[Your goal]:
Rewrite the part of the records that opens with the line containing "point: coffered ceiling" and closes with the last of the records, putting "ivory" wherever "white" appears and keeping everything else the same. Omit the pictures from your answer.

[Supplied data]:
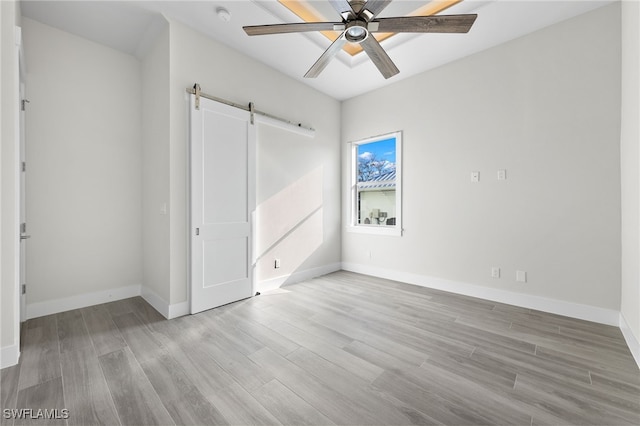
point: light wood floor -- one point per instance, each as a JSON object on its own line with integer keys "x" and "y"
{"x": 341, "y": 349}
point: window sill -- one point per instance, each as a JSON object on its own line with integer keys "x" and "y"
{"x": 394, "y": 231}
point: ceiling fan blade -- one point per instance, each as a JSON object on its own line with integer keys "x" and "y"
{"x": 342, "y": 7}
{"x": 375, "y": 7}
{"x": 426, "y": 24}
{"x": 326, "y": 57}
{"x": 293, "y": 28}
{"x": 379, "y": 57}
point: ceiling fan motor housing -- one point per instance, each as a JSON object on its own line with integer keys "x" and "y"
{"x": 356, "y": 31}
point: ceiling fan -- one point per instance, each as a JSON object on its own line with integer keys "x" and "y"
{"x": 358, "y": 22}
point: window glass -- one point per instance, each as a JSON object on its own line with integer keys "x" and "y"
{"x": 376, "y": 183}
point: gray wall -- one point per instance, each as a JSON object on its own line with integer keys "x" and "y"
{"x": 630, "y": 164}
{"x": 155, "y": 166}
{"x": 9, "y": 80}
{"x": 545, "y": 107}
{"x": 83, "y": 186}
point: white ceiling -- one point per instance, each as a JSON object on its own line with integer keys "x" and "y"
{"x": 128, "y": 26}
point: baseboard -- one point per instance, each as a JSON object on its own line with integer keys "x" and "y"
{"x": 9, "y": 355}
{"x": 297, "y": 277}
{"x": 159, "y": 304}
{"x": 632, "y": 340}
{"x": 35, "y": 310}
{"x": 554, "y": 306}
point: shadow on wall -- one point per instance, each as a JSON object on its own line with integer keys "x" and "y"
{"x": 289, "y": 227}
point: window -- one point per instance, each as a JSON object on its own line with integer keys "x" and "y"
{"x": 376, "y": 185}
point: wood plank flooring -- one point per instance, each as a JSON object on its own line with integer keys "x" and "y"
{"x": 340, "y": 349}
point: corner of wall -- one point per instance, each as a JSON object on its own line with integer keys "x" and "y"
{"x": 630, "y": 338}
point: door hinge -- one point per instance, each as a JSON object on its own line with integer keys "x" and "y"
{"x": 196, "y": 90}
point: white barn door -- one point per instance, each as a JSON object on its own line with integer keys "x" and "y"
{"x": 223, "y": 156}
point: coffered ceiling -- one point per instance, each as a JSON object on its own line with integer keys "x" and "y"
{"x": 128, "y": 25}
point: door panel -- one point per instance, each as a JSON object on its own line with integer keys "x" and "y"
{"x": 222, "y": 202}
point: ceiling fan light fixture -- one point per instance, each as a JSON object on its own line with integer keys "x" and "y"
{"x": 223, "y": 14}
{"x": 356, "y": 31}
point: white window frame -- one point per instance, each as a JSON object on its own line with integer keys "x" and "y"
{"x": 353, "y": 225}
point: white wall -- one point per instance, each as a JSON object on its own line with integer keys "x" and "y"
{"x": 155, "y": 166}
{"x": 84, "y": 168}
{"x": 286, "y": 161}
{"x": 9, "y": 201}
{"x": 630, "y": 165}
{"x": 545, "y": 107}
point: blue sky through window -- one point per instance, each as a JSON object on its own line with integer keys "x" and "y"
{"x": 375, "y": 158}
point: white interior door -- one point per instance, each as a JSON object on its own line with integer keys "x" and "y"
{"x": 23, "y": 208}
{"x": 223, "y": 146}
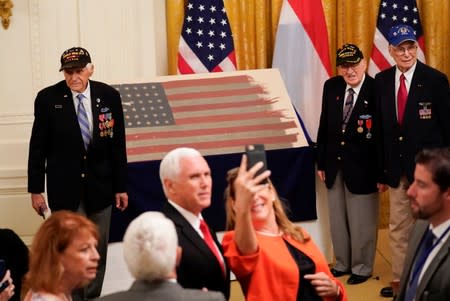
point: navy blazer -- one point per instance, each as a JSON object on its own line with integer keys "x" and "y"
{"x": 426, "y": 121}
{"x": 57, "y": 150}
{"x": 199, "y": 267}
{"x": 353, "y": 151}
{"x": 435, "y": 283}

[Response to the exercise]:
point: coffered ceiling -- one point per instance, each as a JSON object on its own line with integer keys "x" and "y"
{"x": 128, "y": 25}
point: door panel -- one point per instance, each as a JSON object on its own line with integer keys "x" and "y"
{"x": 222, "y": 202}
point: ceiling fan light fixture -- one point per instance, each as a JSON object on its own line with integer keys "x" and "y"
{"x": 223, "y": 14}
{"x": 356, "y": 31}
point: ivory window frame -- one point per instance, each as a JSON object on its own line with integer keys "x" and "y"
{"x": 353, "y": 225}
point: ivory wall -- one point per instance, each as a JSON object on its own line with integer keys "x" and "y"
{"x": 155, "y": 166}
{"x": 84, "y": 168}
{"x": 286, "y": 161}
{"x": 9, "y": 201}
{"x": 630, "y": 165}
{"x": 545, "y": 107}
point: blue sky through window -- one point per instance, each as a JSON object on its own line with integer keys "x" and "y"
{"x": 375, "y": 158}
point: ivory interior door -- one point per instance, each as a JSON object on its own line with integer keys "x" and "y"
{"x": 23, "y": 208}
{"x": 223, "y": 146}
point: navy blazer -- one point per instance, each as a JSON object on its own line with integer keys "x" and "y"
{"x": 426, "y": 121}
{"x": 57, "y": 150}
{"x": 199, "y": 267}
{"x": 353, "y": 151}
{"x": 435, "y": 283}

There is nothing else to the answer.